- [Records shown]
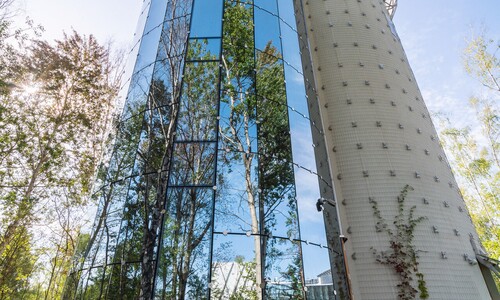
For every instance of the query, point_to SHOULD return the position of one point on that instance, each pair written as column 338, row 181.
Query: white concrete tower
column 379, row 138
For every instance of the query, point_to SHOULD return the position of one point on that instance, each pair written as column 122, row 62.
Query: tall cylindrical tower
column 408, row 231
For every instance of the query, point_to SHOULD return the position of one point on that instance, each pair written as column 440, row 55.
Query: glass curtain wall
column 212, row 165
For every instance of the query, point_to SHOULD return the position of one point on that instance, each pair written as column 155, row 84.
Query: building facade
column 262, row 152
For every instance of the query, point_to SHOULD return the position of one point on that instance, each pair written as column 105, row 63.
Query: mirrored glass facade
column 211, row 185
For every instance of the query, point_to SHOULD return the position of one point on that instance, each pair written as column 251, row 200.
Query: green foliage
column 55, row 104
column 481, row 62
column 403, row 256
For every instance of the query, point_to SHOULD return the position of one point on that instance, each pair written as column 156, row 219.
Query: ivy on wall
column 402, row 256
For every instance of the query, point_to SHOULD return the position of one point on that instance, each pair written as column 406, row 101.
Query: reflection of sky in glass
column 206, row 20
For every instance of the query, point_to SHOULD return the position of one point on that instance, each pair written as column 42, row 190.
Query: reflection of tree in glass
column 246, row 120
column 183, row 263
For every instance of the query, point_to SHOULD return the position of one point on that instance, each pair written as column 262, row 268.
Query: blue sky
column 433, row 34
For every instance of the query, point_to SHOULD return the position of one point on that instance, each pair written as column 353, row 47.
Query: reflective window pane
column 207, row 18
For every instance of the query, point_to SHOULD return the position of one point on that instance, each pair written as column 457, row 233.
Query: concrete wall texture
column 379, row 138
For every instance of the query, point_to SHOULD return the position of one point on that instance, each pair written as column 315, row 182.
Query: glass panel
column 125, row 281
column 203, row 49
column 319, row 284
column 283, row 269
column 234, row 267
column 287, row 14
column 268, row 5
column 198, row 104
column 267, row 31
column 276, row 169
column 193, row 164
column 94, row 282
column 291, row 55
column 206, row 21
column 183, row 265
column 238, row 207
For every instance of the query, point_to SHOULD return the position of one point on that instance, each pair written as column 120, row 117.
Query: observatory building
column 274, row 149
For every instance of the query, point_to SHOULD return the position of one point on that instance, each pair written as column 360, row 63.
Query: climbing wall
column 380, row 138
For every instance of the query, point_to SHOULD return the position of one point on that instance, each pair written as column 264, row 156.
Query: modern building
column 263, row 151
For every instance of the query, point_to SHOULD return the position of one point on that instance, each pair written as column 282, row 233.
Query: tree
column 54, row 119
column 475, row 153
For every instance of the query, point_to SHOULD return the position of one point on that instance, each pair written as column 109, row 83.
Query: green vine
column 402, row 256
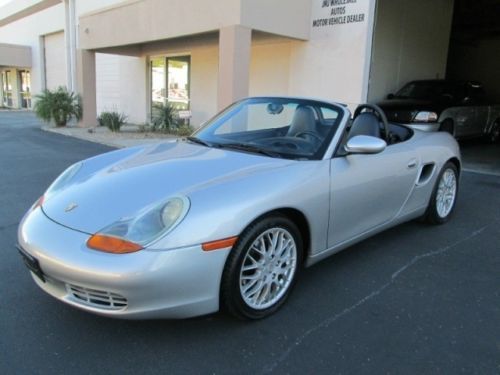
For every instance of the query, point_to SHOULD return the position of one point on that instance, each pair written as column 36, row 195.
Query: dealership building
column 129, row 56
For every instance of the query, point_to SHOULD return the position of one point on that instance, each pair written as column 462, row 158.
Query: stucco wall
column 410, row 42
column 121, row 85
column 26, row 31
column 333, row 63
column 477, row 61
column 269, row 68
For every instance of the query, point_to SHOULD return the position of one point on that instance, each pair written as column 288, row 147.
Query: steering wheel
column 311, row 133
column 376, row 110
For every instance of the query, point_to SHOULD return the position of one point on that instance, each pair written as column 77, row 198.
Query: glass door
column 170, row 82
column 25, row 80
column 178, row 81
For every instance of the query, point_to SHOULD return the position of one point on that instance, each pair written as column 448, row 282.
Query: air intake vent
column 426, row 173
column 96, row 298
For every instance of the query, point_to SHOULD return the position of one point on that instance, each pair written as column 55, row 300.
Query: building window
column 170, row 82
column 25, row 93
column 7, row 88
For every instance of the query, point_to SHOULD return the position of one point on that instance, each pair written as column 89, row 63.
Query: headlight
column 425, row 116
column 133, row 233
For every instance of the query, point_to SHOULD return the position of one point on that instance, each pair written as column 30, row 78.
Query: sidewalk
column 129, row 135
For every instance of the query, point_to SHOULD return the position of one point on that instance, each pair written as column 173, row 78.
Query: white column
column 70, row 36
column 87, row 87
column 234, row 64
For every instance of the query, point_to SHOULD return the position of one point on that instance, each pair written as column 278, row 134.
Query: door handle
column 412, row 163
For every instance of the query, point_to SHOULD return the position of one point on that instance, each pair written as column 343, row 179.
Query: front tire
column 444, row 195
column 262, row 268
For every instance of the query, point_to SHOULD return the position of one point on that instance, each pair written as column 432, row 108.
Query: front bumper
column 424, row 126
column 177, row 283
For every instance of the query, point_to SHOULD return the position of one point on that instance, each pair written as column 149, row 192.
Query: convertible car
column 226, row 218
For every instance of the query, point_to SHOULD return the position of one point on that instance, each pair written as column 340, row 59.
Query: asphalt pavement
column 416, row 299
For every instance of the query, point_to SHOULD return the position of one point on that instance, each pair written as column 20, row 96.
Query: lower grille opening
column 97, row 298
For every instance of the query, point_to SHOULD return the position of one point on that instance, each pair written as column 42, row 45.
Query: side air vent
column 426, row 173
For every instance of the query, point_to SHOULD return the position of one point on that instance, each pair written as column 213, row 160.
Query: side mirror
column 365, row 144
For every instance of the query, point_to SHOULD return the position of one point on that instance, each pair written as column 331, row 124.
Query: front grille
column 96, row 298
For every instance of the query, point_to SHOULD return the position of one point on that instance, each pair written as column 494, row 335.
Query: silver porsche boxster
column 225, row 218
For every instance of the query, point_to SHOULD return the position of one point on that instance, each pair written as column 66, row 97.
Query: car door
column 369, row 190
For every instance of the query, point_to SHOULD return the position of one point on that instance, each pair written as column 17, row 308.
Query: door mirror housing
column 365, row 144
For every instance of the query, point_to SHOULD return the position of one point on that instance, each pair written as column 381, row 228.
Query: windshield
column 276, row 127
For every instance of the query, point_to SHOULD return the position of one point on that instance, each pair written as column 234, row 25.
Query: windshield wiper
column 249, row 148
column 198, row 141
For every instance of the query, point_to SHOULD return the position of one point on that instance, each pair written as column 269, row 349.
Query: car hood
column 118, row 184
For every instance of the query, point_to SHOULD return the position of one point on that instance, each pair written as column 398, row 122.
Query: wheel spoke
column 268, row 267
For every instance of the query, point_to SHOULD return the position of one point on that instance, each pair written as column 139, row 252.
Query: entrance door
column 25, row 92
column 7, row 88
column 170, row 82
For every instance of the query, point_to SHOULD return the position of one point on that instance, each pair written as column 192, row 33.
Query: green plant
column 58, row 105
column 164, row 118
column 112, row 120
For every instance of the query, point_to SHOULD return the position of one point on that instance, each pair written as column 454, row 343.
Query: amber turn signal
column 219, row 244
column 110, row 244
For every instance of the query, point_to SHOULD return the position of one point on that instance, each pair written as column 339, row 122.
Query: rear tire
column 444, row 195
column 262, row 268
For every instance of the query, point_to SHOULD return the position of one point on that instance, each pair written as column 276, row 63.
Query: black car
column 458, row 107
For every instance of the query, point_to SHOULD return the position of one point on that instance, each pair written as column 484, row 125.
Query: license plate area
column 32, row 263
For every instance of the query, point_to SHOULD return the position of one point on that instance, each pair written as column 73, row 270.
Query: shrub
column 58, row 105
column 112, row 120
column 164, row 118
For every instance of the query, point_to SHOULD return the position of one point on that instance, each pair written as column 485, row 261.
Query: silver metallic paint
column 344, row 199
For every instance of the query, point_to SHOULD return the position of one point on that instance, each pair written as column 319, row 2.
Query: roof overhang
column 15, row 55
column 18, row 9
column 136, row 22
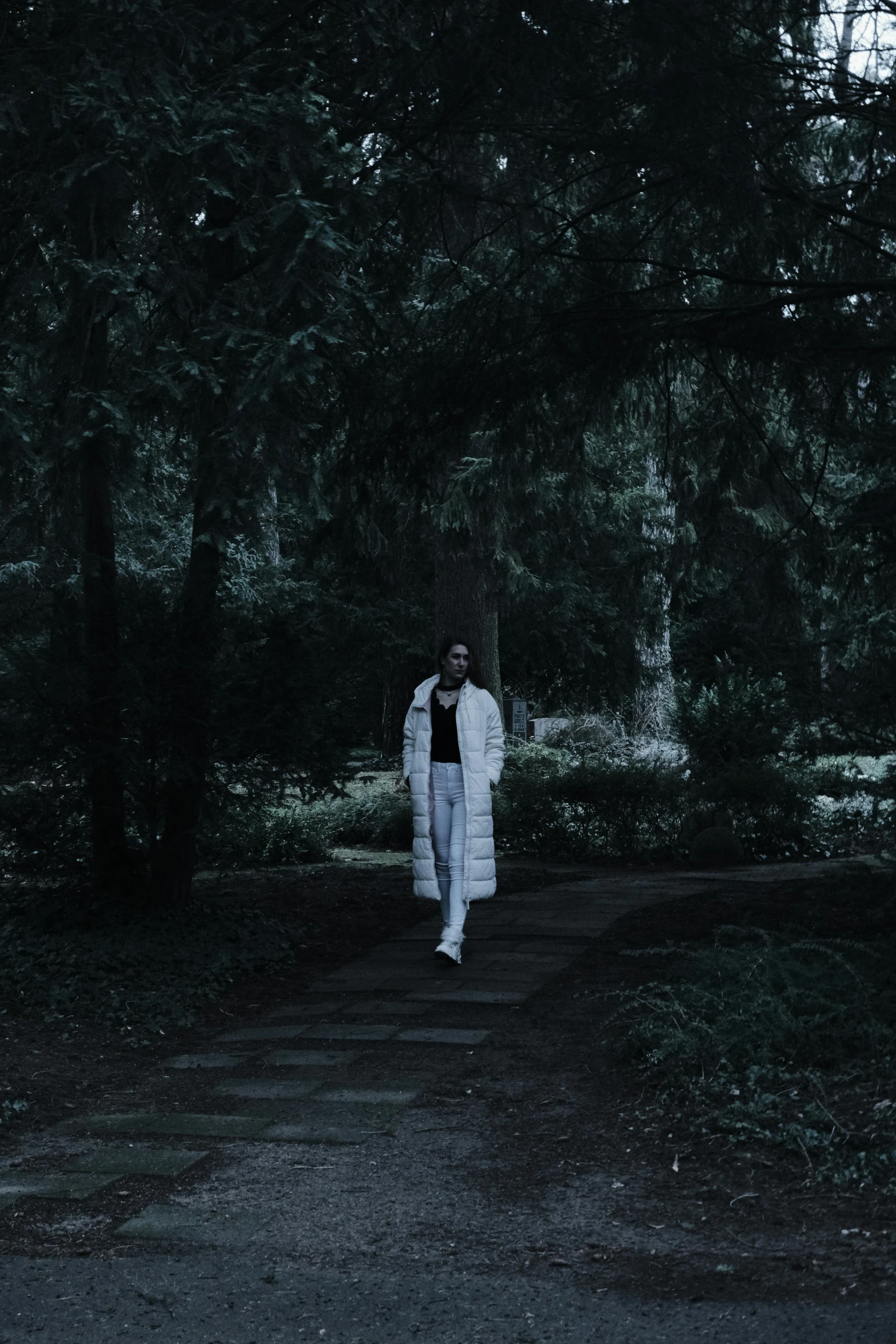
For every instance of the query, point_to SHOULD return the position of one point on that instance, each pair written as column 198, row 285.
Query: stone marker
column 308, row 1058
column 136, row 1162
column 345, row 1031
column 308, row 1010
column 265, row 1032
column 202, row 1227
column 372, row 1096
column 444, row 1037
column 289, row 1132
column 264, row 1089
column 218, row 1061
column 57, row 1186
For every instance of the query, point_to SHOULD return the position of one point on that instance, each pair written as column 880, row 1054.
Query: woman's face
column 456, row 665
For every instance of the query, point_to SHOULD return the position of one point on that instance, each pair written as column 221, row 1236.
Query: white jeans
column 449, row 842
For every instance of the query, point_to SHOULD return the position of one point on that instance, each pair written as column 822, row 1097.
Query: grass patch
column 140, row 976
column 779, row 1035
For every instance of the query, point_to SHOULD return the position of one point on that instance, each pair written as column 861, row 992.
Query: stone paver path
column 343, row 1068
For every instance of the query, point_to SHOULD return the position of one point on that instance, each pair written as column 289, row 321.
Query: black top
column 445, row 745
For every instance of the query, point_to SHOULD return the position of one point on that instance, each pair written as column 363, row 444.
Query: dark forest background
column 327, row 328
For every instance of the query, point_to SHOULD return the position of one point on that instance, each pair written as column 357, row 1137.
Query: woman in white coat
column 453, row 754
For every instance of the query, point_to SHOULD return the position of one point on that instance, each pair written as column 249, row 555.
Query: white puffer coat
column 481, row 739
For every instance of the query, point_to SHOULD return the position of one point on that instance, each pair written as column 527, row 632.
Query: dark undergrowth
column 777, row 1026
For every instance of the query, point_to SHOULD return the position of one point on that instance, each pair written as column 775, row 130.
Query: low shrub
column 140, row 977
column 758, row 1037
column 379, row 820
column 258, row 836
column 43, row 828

- [Exercise requirements] Rewrite the part of the records above that opens with the line containing "822, row 1097." and closes with the line containing "column 343, row 1068", changing "instance" to "occurrence" and leaving everything else as it is.

- [Response to this exercise]
For every occurrence of the query, point_to SHOULD return the position of one point on that occurrence, each pair written as column 822, row 1097.
Query: grass patch
column 140, row 976
column 779, row 1035
For every occurrence of the query, point_to SHOULD return the position of one point on that occurrence, each pair written as column 861, row 992.
Query: stone paver path
column 343, row 1068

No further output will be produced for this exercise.